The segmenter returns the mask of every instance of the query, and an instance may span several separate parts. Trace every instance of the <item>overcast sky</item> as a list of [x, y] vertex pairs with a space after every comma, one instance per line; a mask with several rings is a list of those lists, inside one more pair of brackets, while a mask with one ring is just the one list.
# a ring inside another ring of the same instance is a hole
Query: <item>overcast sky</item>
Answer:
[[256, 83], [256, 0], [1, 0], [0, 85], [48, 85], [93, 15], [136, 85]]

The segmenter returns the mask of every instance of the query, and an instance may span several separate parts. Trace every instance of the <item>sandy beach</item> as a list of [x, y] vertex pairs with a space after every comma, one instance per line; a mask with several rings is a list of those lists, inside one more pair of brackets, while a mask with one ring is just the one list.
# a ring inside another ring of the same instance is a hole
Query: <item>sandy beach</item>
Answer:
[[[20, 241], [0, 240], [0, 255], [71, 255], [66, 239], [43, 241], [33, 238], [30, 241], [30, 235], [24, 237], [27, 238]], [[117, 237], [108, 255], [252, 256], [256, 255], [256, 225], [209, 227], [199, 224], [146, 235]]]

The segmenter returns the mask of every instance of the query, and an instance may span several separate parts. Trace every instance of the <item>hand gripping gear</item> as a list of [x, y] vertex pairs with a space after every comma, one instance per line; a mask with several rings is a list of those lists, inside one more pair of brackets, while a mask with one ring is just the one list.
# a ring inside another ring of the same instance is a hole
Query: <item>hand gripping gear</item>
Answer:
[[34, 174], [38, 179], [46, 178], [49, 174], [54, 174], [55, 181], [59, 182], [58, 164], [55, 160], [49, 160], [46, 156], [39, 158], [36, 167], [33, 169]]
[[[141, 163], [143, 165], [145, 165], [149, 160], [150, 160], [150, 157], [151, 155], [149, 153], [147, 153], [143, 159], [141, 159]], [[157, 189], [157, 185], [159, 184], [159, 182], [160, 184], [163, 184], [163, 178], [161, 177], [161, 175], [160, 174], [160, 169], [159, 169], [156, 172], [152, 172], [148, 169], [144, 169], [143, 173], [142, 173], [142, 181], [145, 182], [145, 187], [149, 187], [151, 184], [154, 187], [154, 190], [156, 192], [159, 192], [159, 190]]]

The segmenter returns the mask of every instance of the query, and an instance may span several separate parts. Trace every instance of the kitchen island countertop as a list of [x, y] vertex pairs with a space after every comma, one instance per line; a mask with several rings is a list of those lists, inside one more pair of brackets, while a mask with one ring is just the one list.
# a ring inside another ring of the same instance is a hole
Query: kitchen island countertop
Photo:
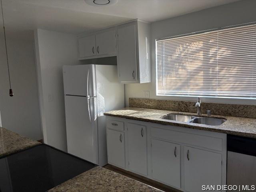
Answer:
[[39, 142], [0, 127], [0, 157], [40, 144]]
[[[0, 127], [0, 157], [40, 143]], [[161, 192], [149, 185], [98, 166], [48, 190], [60, 192]]]

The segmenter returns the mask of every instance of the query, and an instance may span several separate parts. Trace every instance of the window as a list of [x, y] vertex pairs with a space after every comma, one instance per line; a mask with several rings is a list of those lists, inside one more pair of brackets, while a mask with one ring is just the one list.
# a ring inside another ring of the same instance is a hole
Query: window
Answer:
[[157, 95], [256, 98], [256, 25], [157, 40]]

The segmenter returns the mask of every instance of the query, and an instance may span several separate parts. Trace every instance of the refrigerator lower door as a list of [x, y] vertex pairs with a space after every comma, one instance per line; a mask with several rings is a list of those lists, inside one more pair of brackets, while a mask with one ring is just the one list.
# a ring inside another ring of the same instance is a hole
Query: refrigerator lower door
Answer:
[[98, 164], [96, 121], [94, 98], [66, 95], [68, 152]]

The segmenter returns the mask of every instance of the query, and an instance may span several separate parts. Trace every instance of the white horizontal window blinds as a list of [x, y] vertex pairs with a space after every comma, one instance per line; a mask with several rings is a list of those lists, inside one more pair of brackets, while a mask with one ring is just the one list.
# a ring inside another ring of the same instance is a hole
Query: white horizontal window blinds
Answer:
[[256, 25], [156, 42], [158, 95], [256, 97]]

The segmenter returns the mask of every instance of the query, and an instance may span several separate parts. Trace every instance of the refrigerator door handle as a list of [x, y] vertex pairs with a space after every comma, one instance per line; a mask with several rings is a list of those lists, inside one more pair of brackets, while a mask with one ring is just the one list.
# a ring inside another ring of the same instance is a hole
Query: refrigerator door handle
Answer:
[[89, 104], [89, 100], [90, 98], [90, 97], [87, 98], [87, 103], [88, 104], [88, 112], [89, 113], [89, 119], [90, 122], [92, 122], [92, 118], [91, 117], [91, 112], [90, 110], [90, 104]]
[[[90, 95], [89, 95], [89, 76], [90, 74], [90, 69], [88, 70], [88, 72], [87, 73], [87, 96], [88, 97], [90, 97]], [[89, 102], [88, 102], [88, 103], [89, 104]], [[89, 105], [89, 104], [88, 104]], [[89, 113], [90, 114], [90, 113]]]

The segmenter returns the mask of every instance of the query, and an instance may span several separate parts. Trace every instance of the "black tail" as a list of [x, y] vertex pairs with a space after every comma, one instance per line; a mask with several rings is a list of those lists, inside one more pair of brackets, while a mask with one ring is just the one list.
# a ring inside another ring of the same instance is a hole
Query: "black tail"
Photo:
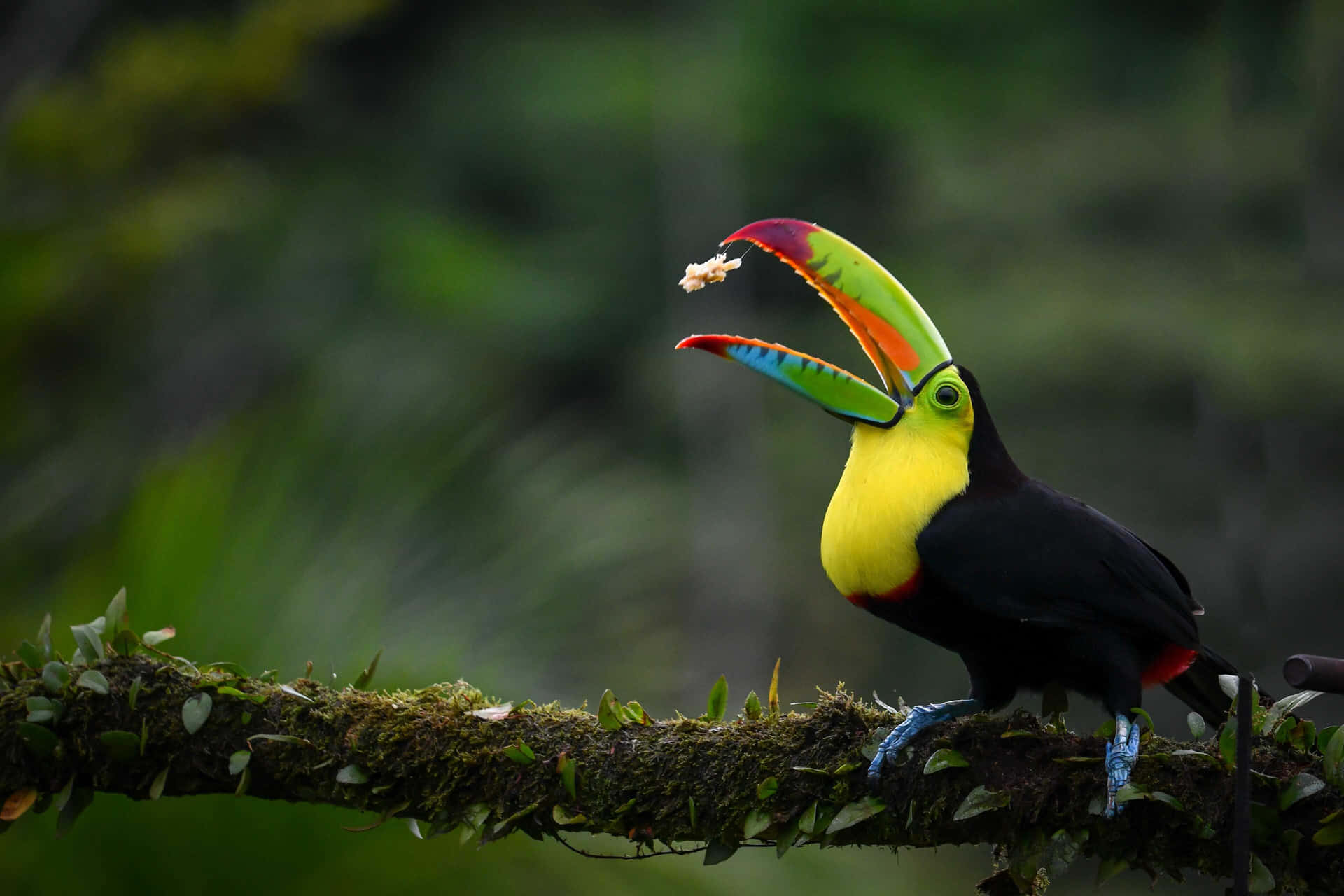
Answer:
[[[1189, 669], [1167, 682], [1167, 689], [1187, 707], [1204, 716], [1212, 725], [1222, 724], [1227, 717], [1227, 711], [1232, 708], [1232, 699], [1218, 686], [1218, 676], [1235, 676], [1236, 666], [1223, 660], [1212, 649], [1202, 646], [1199, 656]], [[1274, 703], [1263, 690], [1261, 705], [1267, 707]]]

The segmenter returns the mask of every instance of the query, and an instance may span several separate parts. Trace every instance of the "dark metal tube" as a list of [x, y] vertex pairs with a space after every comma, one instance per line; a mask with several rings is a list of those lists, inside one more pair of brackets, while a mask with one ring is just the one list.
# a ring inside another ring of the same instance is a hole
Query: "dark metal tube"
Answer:
[[1284, 662], [1284, 678], [1294, 688], [1344, 695], [1344, 660], [1296, 653]]

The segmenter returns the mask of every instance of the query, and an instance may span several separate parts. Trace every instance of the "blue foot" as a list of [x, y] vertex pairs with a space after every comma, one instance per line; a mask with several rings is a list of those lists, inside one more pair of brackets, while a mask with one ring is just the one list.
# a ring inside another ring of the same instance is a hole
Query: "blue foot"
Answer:
[[1116, 802], [1116, 791], [1129, 783], [1129, 772], [1138, 762], [1138, 725], [1130, 724], [1124, 713], [1116, 715], [1116, 740], [1106, 744], [1106, 818], [1125, 810]]
[[868, 780], [878, 783], [878, 779], [882, 778], [882, 767], [886, 764], [887, 756], [899, 756], [906, 744], [925, 728], [935, 725], [939, 721], [952, 721], [961, 716], [969, 716], [973, 712], [980, 712], [980, 701], [973, 697], [969, 700], [949, 700], [948, 703], [929, 703], [913, 708], [905, 721], [892, 728], [891, 733], [878, 744], [878, 755], [872, 758], [872, 764], [868, 766]]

——

Format every line of the rows above as a JSON list of strings, with one string per line and no entries for blank lines. Leave the pictures out of your answer.

= RESULT OF THIS EXERCISE =
[
  "The segmenter returns the mask of every instance of the query, and an instance may span several separate parts. Trace every instance of the <item>overcast sky</item> as a list of [x, y] vertex pairs with a space after every comma, one instance per line; a mask with several rings is a list of those lists, inside one more pair of brackets, while a mask with one ring is just the one list.",
  "# a ring inside another ring of the same instance is a hole",
  "Query: <item>overcast sky</item>",
  "Answer:",
  "[[256, 83], [256, 0], [1, 0], [0, 85], [48, 85], [93, 15], [136, 85]]",
  "The segmenter returns the mask of every instance of the query, and an instance may span several separate parts. Trace every instance of the <item>sandy beach</item> as a list of [x, y] vertex pairs with a space after every comma, one instance per line; a mask with several rings is a list of those lists, inside one more pair of brackets, while a mask with one ring is just the one list.",
  "# a ring inside another ring of the same instance is a hole",
  "Query: <item>sandy beach</item>",
  "Answer:",
  "[[[20, 241], [0, 240], [0, 255], [71, 255], [66, 239], [43, 241], [33, 238], [30, 241], [30, 235], [24, 237], [27, 238]], [[117, 237], [108, 255], [252, 256], [256, 255], [256, 225], [209, 227], [199, 224], [146, 235]]]",
  "The segmenter returns the mask of every instance of the query, and an instance may span several separate parts. Trace every instance of the <item>hand gripping gear</item> as a list of [x, y] vertex pairs with a space after every comma, one instance per line; a mask with several rings is a list of those lists, inside one more pair of brackets, while a mask with one ring is just the one list.",
  "# a ring inside another ring of the same instance is a hole",
  "Query: <item>hand gripping gear</item>",
  "Answer:",
  "[[34, 174], [38, 179], [46, 178], [49, 174], [54, 174], [55, 181], [59, 182], [58, 164], [55, 160], [49, 160], [46, 156], [39, 158], [36, 167], [33, 169]]",
  "[[[141, 163], [143, 165], [145, 165], [149, 160], [150, 160], [150, 157], [151, 155], [149, 153], [147, 153], [143, 159], [141, 159]], [[157, 189], [157, 185], [159, 184], [159, 182], [160, 184], [163, 184], [163, 178], [161, 177], [161, 175], [160, 174], [160, 169], [159, 169], [156, 172], [152, 172], [148, 169], [144, 169], [143, 173], [142, 173], [142, 181], [145, 182], [145, 187], [149, 187], [151, 184], [154, 187], [154, 190], [156, 192], [159, 192], [159, 190]]]",
  "The segmenter returns the mask of every instance of the query, and an instance may span several separate parts. Trace every instance of the kitchen island countertop as a list of [x, y] vertex pairs with a space after every comma, one instance per line; a mask with several rings is a list of those lists, inside one more pair of brackets, while a mask with one ring is just the one list.",
  "# a ring inside another ring of the same instance is a hole",
  "Query: kitchen island countertop",
  "Photo:",
  "Answer:",
  "[[39, 142], [0, 127], [0, 157], [40, 144]]",
  "[[[0, 127], [0, 157], [40, 143]], [[161, 192], [149, 185], [98, 166], [48, 190], [60, 192]]]",
  "The segmenter returns the mask of every instance of the query, and an instance may span several separate parts. Trace every instance of the window as a list of [x, y] vertex pairs with a space after every comma, one instance per line; a mask with several rings is a list of those lists, inside one more pair of brackets, while a mask with one ring is just the one list.",
  "# a ring inside another ring of the same instance is a hole",
  "Query: window",
  "Answer:",
  "[[157, 95], [256, 98], [256, 25], [157, 40]]",
  "The segmenter returns the mask of every instance of the query, and an instance may span several separate parts. Trace every instance of the refrigerator lower door as a list of [x, y] vertex pairs with a space after every comma, one instance per line; a mask with several rings is a list of those lists, inside one more pair of brackets, while a mask with one ring is just the one list.",
  "# a ring inside another ring of the same instance is a hole",
  "Query: refrigerator lower door",
  "Answer:",
  "[[98, 164], [96, 121], [94, 98], [66, 95], [68, 152]]",
  "The segmenter returns the mask of every instance of the query, and an instance may span several separate parts. Trace every instance of the white horizontal window blinds as a list of [x, y] vertex pairs with a space after every comma, one instance per line; a mask with several rings is a list of those lists, inside one more pair of brackets, while a mask with one ring is just the one list.",
  "# a ring inside another ring of the same instance is a hole",
  "Query: white horizontal window blinds",
  "Answer:",
  "[[256, 25], [156, 42], [158, 95], [256, 97]]",
  "The segmenter returns the mask of every instance of the query, and an instance may span several separate parts. Trace every instance of the refrigerator door handle as a list of [x, y] vertex pairs with a space after every comma, one instance per line; a mask with several rings is a list of those lists, inside one more pair of brackets, while a mask with one ring is just the one list.",
  "# a ring inside another ring of the same instance is a hole",
  "Query: refrigerator door handle",
  "Answer:",
  "[[89, 104], [89, 100], [90, 98], [90, 97], [87, 98], [87, 103], [88, 104], [88, 112], [89, 113], [89, 119], [90, 122], [92, 122], [92, 118], [91, 117], [91, 112], [90, 110], [90, 104]]",
  "[[[90, 95], [89, 95], [89, 76], [90, 74], [90, 69], [88, 70], [88, 72], [87, 73], [87, 96], [88, 97], [90, 97]], [[89, 102], [88, 102], [88, 103], [89, 104]], [[89, 105], [89, 104], [88, 104]], [[89, 113], [90, 114], [90, 113]]]",
  "The segmenter returns the mask of every instance of the query, and an instance may span several separate parts. Trace every instance of the \"black tail\" as a list of [x, y] vertex pairs with a space after every comma, one instance per line; a mask with several rings is a list of those lists, inside one more pair of brackets, while a mask with one ring is just the one list.",
  "# a ring inside another ring of the same instance is a hole",
  "Query: \"black tail\"",
  "Photo:",
  "Answer:",
  "[[[1189, 669], [1167, 682], [1167, 689], [1187, 707], [1204, 716], [1212, 725], [1222, 724], [1227, 717], [1227, 711], [1232, 708], [1232, 699], [1218, 686], [1218, 676], [1235, 676], [1236, 666], [1223, 660], [1212, 649], [1202, 646], [1199, 656]], [[1274, 703], [1263, 690], [1261, 705], [1267, 707]]]",
  "The segmenter returns the mask of every instance of the query, and an instance may span several separate parts. Trace every instance of the \"dark metal tube\" as a list of [x, y] vertex pairs with a space after every comma, one instance per line; a mask with several rings is a list of those lists, inside one more pair of brackets, while a mask with one ring is just the one list.",
  "# a ring inside another ring of the same instance is a hole",
  "Query: \"dark metal tube\"",
  "Answer:",
  "[[1284, 662], [1284, 678], [1294, 688], [1344, 695], [1344, 660], [1296, 653]]",
  "The segmenter returns the mask of every instance of the query, and an instance may span several separate parts. Trace every instance of the \"blue foot\" as a list of [x, y] vertex pairs with a space after every comma, one instance per line; a mask with several rings is a list of those lists, inside one more pair of brackets, while a mask with one ring is just the one list.",
  "# a ring inside another ring of the same instance is a hole",
  "Query: \"blue foot\"",
  "Answer:",
  "[[1116, 802], [1116, 791], [1129, 783], [1129, 772], [1138, 762], [1138, 725], [1130, 724], [1124, 713], [1116, 715], [1116, 740], [1106, 744], [1106, 818], [1125, 810]]",
  "[[868, 780], [878, 783], [878, 779], [882, 778], [882, 767], [886, 764], [887, 756], [899, 756], [906, 744], [925, 728], [935, 725], [939, 721], [952, 721], [961, 716], [969, 716], [973, 712], [980, 712], [980, 701], [973, 697], [969, 700], [949, 700], [948, 703], [929, 703], [913, 708], [905, 721], [892, 728], [891, 733], [878, 744], [878, 755], [872, 758], [872, 764], [868, 766]]"
]